___ RECORDS PROVIDED ___

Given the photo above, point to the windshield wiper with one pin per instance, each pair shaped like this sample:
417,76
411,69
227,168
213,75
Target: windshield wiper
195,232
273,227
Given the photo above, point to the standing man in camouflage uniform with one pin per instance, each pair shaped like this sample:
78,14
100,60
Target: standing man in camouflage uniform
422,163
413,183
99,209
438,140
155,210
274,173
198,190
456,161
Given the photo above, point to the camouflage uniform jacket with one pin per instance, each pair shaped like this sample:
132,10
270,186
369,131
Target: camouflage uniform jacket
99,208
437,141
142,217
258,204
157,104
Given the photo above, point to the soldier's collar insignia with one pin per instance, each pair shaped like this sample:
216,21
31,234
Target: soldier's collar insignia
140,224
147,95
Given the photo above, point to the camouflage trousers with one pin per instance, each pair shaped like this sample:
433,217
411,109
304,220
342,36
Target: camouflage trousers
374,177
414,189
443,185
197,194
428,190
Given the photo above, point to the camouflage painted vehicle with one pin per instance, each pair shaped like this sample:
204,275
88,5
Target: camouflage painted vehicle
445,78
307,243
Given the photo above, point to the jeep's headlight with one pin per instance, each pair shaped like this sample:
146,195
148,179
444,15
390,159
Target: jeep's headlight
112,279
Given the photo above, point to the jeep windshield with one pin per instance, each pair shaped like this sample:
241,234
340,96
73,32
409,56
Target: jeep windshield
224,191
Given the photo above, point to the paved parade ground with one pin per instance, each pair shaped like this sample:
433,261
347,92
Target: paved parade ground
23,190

___
___ RECORDS PROVIDED ___

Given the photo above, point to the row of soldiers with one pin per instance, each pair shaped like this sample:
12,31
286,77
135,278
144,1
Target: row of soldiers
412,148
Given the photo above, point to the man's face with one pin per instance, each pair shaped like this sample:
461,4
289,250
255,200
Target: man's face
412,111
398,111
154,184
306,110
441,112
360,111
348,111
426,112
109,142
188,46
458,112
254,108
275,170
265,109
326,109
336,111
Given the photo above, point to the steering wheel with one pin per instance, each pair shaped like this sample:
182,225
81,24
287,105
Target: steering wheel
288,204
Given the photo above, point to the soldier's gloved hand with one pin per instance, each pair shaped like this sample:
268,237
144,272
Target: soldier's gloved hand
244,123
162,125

___

Pick out each line in the records above that contains the word "gloved", and copy those lines.

Given the photo above, point to the soldier's gloved hand with one pin per instance, each pair shaped like this sample:
Target: soldier's gloved hand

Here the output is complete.